#### Recorded information ####

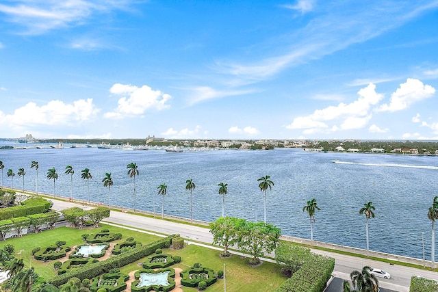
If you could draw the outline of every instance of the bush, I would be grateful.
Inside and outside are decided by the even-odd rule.
[[[224,277],[224,271],[222,269],[218,270],[218,278],[220,278],[221,279]]]
[[[38,248],[35,248],[32,249],[32,256],[34,254],[35,254],[36,252],[39,252],[40,249],[41,249],[41,248],[39,247],[39,246]]]
[[[53,263],[53,267],[55,268],[55,270],[58,270],[60,269],[60,268],[61,267],[61,266],[62,265],[62,263],[61,263],[60,261],[55,261],[55,263]]]
[[[201,281],[199,283],[198,283],[198,289],[199,290],[204,290],[205,288],[207,288],[207,282]]]

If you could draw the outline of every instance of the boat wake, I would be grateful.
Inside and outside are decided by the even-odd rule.
[[[438,166],[432,166],[432,165],[412,165],[409,164],[397,164],[397,163],[365,163],[362,162],[341,161],[339,160],[332,160],[332,162],[335,163],[339,163],[339,164],[355,164],[357,165],[387,166],[389,168],[422,168],[424,170],[438,170]]]

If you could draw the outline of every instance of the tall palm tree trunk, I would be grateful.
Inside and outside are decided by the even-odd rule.
[[[367,256],[368,256],[368,253],[370,252],[370,241],[368,241],[368,218],[367,218],[367,222],[366,222],[366,235],[367,235]]]
[[[265,201],[264,201],[264,205],[265,205],[265,224],[266,224],[266,190],[265,189]]]
[[[435,230],[433,228],[433,221],[432,222],[432,243],[431,243],[431,263],[432,268],[433,269],[435,266]]]
[[[222,195],[222,217],[224,217],[224,209],[225,209],[225,195]]]

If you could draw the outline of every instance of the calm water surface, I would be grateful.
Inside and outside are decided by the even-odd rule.
[[[438,196],[438,157],[353,153],[309,153],[299,149],[271,151],[219,150],[166,152],[164,150],[125,151],[120,149],[64,148],[0,150],[5,164],[3,185],[11,185],[8,169],[16,173],[14,185],[23,187],[16,173],[24,168],[25,189],[35,189],[36,172],[31,161],[39,162],[38,190],[52,194],[53,181],[46,176],[55,167],[57,195],[70,196],[70,177],[64,174],[70,165],[73,197],[86,200],[87,188],[81,170],[90,169],[92,201],[133,207],[133,180],[126,165],[135,162],[136,207],[162,211],[157,187],[168,185],[164,213],[190,217],[190,192],[185,181],[196,184],[193,191],[194,219],[214,221],[222,215],[220,182],[228,183],[225,215],[262,221],[263,193],[257,178],[270,175],[274,183],[268,191],[268,222],[282,233],[309,238],[309,220],[302,207],[315,198],[321,211],[315,214],[315,240],[366,248],[365,215],[359,210],[372,201],[376,217],[370,221],[370,248],[422,258],[422,233],[426,256],[430,259],[431,222],[428,209]],[[337,161],[333,163],[333,161]],[[109,197],[102,179],[111,172],[114,185]]]

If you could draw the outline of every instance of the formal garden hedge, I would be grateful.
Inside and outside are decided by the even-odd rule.
[[[335,258],[312,254],[309,261],[283,282],[276,292],[321,292],[335,269]]]
[[[104,289],[107,292],[120,292],[127,287],[126,281],[129,276],[121,273],[108,273],[98,276],[93,278],[90,291],[96,292],[99,289]]]
[[[105,256],[105,252],[108,248],[110,248],[110,245],[108,243],[105,243],[105,244],[102,244],[101,245],[105,245],[105,246],[103,247],[103,248],[102,248],[102,250],[101,251],[101,252],[99,252],[99,254],[88,254],[88,257],[94,258],[101,258],[102,256]],[[77,246],[76,249],[75,250],[75,251],[73,252],[72,252],[71,254],[68,254],[68,258],[83,258],[83,254],[78,254],[78,252],[79,251],[79,250],[81,249],[81,248],[82,246],[90,246],[90,245],[83,245]]]
[[[34,256],[38,261],[53,261],[64,257],[70,250],[71,248],[68,245],[55,244],[40,249]]]
[[[90,235],[87,237],[87,242],[88,243],[101,243],[104,242],[111,242],[114,240],[120,239],[122,238],[121,233],[110,233],[110,232],[100,232],[95,235]]]
[[[147,260],[143,263],[144,269],[164,268],[171,266],[175,263],[172,254],[158,254],[148,256]]]
[[[142,287],[137,287],[137,286],[140,284],[140,274],[159,274],[166,271],[169,272],[167,276],[167,280],[169,282],[168,285],[149,285],[144,286]],[[132,282],[131,286],[131,291],[132,292],[148,292],[151,290],[153,290],[155,291],[168,292],[172,290],[175,287],[175,270],[173,269],[159,269],[156,271],[152,269],[142,269],[136,271],[136,273],[134,274],[134,277],[136,278],[136,280]]]
[[[207,267],[192,267],[179,273],[181,276],[181,284],[188,287],[197,287],[199,282],[204,281],[207,286],[210,286],[216,282],[218,276],[214,274],[214,271]]]
[[[141,242],[138,241],[125,241],[121,243],[117,243],[114,245],[111,253],[113,254],[120,254],[123,252],[127,252],[134,248],[138,248],[142,246]]]
[[[60,269],[57,270],[57,274],[62,275],[63,274],[66,274],[67,271],[72,269],[79,269],[81,267],[85,267],[97,263],[99,263],[99,260],[93,258],[72,258],[65,261],[62,264]]]
[[[177,236],[179,235],[170,235],[146,245],[141,246],[139,248],[123,252],[105,261],[71,269],[67,273],[58,275],[50,279],[48,282],[59,287],[66,283],[68,279],[72,277],[77,277],[82,280],[107,273],[111,269],[123,267],[142,258],[148,256],[154,253],[157,248],[169,248],[172,239]]]
[[[411,278],[409,292],[437,292],[438,283],[433,280],[413,276]]]

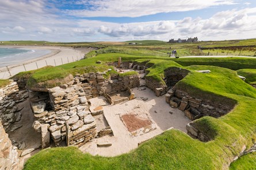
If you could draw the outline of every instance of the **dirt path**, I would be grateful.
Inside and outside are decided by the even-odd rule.
[[[145,90],[142,90],[142,89]],[[84,152],[89,152],[93,155],[103,156],[114,156],[127,153],[136,148],[138,143],[154,137],[164,131],[174,127],[186,132],[186,125],[191,121],[184,113],[176,109],[171,108],[165,102],[165,97],[157,97],[155,94],[147,88],[139,88],[132,89],[136,98],[131,101],[114,105],[103,106],[104,115],[113,131],[114,136],[106,136],[95,139],[80,147]],[[148,98],[146,101],[140,97]],[[102,100],[101,97],[100,100]],[[97,102],[97,98],[91,100],[92,104]],[[172,114],[170,113],[172,112]],[[120,115],[135,113],[138,116],[151,117],[153,123],[156,124],[156,129],[142,135],[131,137],[124,123],[120,120]],[[108,147],[97,147],[97,143],[110,143]]]

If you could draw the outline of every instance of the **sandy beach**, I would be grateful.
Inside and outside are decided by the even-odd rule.
[[[0,68],[0,79],[7,79],[21,72],[35,70],[47,65],[58,66],[82,59],[85,54],[92,49],[87,48],[74,49],[71,47],[51,46],[4,46],[3,48],[18,48],[26,49],[51,50],[47,55],[21,62],[6,67]]]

####

_Exercise requirements_:
Could you give all of these lines again with "even-odd rule" switched to "nonzero winding rule" everywhere it occurs, everything else unchanged and the pictures left out?

_Reply to the exercise_:
If you could draw the outline of every instance of the bush, I would be grateful.
Inside and outside are decided by the nonzero winding rule.
[[[224,277],[224,271],[222,269],[218,270],[218,278],[220,278],[221,279]]]
[[[38,248],[35,248],[32,249],[32,256],[34,254],[35,254],[36,252],[39,252],[40,249],[41,249],[41,248],[39,247],[39,246]]]
[[[53,263],[53,267],[55,268],[55,270],[58,270],[60,269],[60,268],[61,267],[61,266],[62,265],[62,263],[61,263],[60,261],[55,261],[55,263]]]
[[[201,281],[199,283],[198,283],[198,289],[199,290],[204,290],[205,288],[207,288],[207,282]]]

If you could draw the outline of every instance of the boat wake, I would be grateful.
Inside and outside are decided by the nonzero winding rule.
[[[438,166],[432,166],[432,165],[412,165],[409,164],[397,164],[397,163],[365,163],[362,162],[341,161],[339,160],[332,160],[332,162],[335,163],[339,163],[339,164],[355,164],[357,165],[387,166],[389,168],[422,168],[424,170],[438,170]]]

If you could draw the outline of every instance of the tall palm tree trunk, I would be grateful.
Inside and outside are decided by the nonzero winding rule.
[[[367,256],[368,256],[368,253],[370,252],[370,241],[368,241],[368,218],[367,218],[367,222],[366,222],[366,235],[367,235]]]
[[[265,201],[264,201],[264,205],[265,205],[265,224],[266,224],[266,190],[265,189]]]
[[[435,230],[433,228],[433,221],[432,222],[432,243],[431,243],[431,263],[432,268],[433,269],[435,266]]]
[[[222,195],[222,217],[224,217],[224,209],[225,209],[225,195]]]

If you could draw the outline of every instance of the calm water surface, I would be grateful.
Inside and outside are decided by the nonzero winding rule.
[[[438,196],[438,157],[353,153],[309,153],[299,149],[271,151],[219,150],[166,152],[164,150],[125,151],[120,149],[64,148],[0,150],[5,164],[3,185],[11,185],[8,169],[16,173],[14,185],[23,187],[16,173],[24,168],[25,189],[35,189],[36,172],[31,161],[39,162],[38,190],[52,194],[53,181],[46,176],[55,167],[57,195],[70,196],[70,177],[64,174],[70,165],[73,197],[86,200],[87,188],[81,170],[90,169],[92,201],[133,207],[133,180],[126,165],[135,162],[136,207],[162,211],[157,187],[168,185],[164,213],[190,217],[190,192],[185,181],[196,184],[193,191],[194,219],[214,221],[222,215],[220,182],[228,183],[225,215],[262,221],[263,193],[257,178],[270,175],[274,183],[268,191],[268,222],[282,233],[309,238],[309,220],[302,207],[315,198],[321,211],[315,214],[315,240],[366,248],[365,215],[359,210],[372,201],[376,217],[370,221],[370,248],[422,258],[422,233],[426,256],[430,259],[431,222],[428,209]],[[337,161],[333,163],[333,161]],[[109,197],[102,179],[111,172],[114,185]]]

If you could draw the outline of every instance of the formal garden hedge, I would be grateful.
Inside and outside are decided by the nonzero winding rule.
[[[335,258],[312,254],[309,261],[283,282],[276,292],[321,292],[335,269]]]
[[[104,289],[107,292],[120,292],[127,287],[126,281],[129,276],[121,273],[108,273],[98,276],[93,278],[90,291],[96,292],[99,289]]]
[[[105,256],[105,252],[108,248],[110,248],[110,245],[108,243],[105,243],[105,244],[102,244],[101,245],[105,245],[105,246],[103,247],[103,248],[102,248],[102,250],[101,251],[101,252],[99,252],[99,254],[88,254],[88,257],[94,258],[101,258],[102,256]],[[77,246],[76,249],[75,250],[75,251],[73,252],[72,252],[71,254],[68,254],[68,258],[83,258],[83,254],[78,254],[78,252],[79,251],[79,250],[81,249],[81,248],[82,246],[90,246],[90,245],[83,245]]]
[[[34,256],[38,261],[53,261],[64,257],[70,250],[71,248],[68,245],[55,244],[40,249]]]
[[[90,235],[87,237],[87,242],[88,243],[101,243],[104,242],[111,242],[114,240],[120,239],[122,238],[121,233],[110,233],[110,232],[100,232],[95,235]]]
[[[147,260],[143,263],[144,269],[164,268],[171,266],[175,263],[172,254],[158,254],[148,256]]]
[[[142,287],[137,287],[137,286],[140,284],[140,274],[159,274],[166,271],[169,272],[167,276],[167,280],[169,282],[168,285],[149,285],[144,286]],[[132,282],[131,286],[131,291],[132,292],[148,292],[151,290],[153,290],[155,291],[168,292],[172,290],[175,287],[175,270],[173,269],[159,269],[156,271],[152,269],[142,269],[136,271],[136,273],[134,274],[134,277],[136,278],[136,280]]]
[[[207,267],[192,267],[179,273],[181,276],[181,284],[188,287],[197,287],[199,282],[204,281],[207,286],[210,286],[216,282],[218,276],[214,274],[214,271]]]
[[[141,242],[138,241],[125,241],[121,243],[117,243],[114,245],[111,253],[113,254],[120,254],[123,252],[127,252],[134,248],[138,248],[142,246]]]
[[[60,269],[57,270],[57,274],[62,275],[63,274],[66,274],[67,271],[72,269],[79,269],[81,267],[85,267],[97,263],[99,263],[99,260],[93,258],[72,258],[65,261],[62,264]]]
[[[177,236],[179,235],[170,235],[146,245],[141,246],[139,248],[123,252],[105,261],[71,269],[67,273],[58,275],[50,279],[48,282],[59,287],[66,283],[68,279],[72,277],[77,277],[82,280],[107,273],[111,269],[123,267],[142,258],[148,256],[154,253],[157,248],[169,248],[172,239]]]
[[[411,278],[409,292],[437,292],[438,283],[433,280],[413,276]]]

If you could draw the outline of every instance of the **dirt path**, I would be grateful.
Inside and outside are decided by the nonzero winding rule.
[[[145,90],[142,90],[142,89]],[[84,152],[89,152],[93,155],[103,156],[114,156],[127,153],[136,148],[138,143],[154,137],[164,131],[174,127],[186,132],[186,125],[191,121],[184,113],[176,109],[171,108],[165,102],[165,97],[157,97],[155,94],[147,88],[139,88],[132,89],[136,98],[131,101],[114,105],[103,106],[104,115],[113,131],[114,136],[106,136],[95,139],[80,147]],[[148,98],[146,101],[140,97]],[[102,100],[101,97],[100,100]],[[97,102],[97,98],[91,100],[92,104]],[[172,114],[170,113],[172,112]],[[120,115],[135,113],[138,116],[151,117],[153,123],[156,124],[156,129],[142,135],[131,137],[124,123],[120,120]],[[108,147],[97,147],[97,143],[110,143]]]

If you could draw the outline of every instance of the **sandy beach**, I would be grateful.
Inside and outside are decided by the nonzero winding rule.
[[[0,68],[0,79],[7,79],[21,72],[35,70],[47,65],[58,66],[82,59],[85,54],[92,49],[87,48],[74,49],[71,47],[51,46],[4,46],[3,48],[18,48],[26,49],[51,50],[47,55],[21,62],[6,67]]]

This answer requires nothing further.